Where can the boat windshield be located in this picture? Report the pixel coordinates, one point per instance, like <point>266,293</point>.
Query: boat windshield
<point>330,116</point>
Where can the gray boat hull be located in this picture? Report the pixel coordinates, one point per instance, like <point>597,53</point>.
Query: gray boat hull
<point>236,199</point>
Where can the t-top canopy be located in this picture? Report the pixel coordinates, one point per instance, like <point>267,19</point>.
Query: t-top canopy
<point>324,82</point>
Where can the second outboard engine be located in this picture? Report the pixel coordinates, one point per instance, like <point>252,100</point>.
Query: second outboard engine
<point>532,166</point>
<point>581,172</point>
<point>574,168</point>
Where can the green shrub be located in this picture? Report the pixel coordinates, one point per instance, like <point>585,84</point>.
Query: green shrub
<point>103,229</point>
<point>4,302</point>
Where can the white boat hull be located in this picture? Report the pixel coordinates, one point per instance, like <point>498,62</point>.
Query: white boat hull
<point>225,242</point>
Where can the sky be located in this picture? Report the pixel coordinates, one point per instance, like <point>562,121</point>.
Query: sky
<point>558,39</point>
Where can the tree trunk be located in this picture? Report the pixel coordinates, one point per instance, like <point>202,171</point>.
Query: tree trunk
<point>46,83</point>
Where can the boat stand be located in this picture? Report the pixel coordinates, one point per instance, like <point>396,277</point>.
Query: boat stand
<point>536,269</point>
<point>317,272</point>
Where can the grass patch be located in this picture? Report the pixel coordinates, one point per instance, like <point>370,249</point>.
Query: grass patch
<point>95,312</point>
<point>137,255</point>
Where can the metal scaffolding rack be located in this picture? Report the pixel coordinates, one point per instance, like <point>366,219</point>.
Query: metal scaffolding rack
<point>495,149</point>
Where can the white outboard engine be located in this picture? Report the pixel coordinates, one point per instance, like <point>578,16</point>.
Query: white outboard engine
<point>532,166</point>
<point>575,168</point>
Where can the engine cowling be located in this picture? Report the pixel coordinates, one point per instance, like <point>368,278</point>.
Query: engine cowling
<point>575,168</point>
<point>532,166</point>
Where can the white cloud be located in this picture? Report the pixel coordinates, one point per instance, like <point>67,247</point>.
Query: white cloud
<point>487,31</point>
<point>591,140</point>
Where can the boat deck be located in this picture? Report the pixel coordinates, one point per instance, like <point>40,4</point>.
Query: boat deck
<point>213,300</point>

» What is required
Rewrite the records from the line with "Where can the second" up to and including the line with "<point>4,302</point>", replacing "green shrub" with "green bush" and leaving everything else unchanged.

» Full solution
Where can the second outboard engine be located in this picture? Report the pixel coordinates, one point per instance, like <point>252,100</point>.
Query: second outboard engine
<point>532,166</point>
<point>581,172</point>
<point>574,168</point>
Where can the green bush be located in this picture? Report the pixel coordinates, one point per instance, like <point>585,84</point>.
Query: green bush
<point>103,229</point>
<point>4,302</point>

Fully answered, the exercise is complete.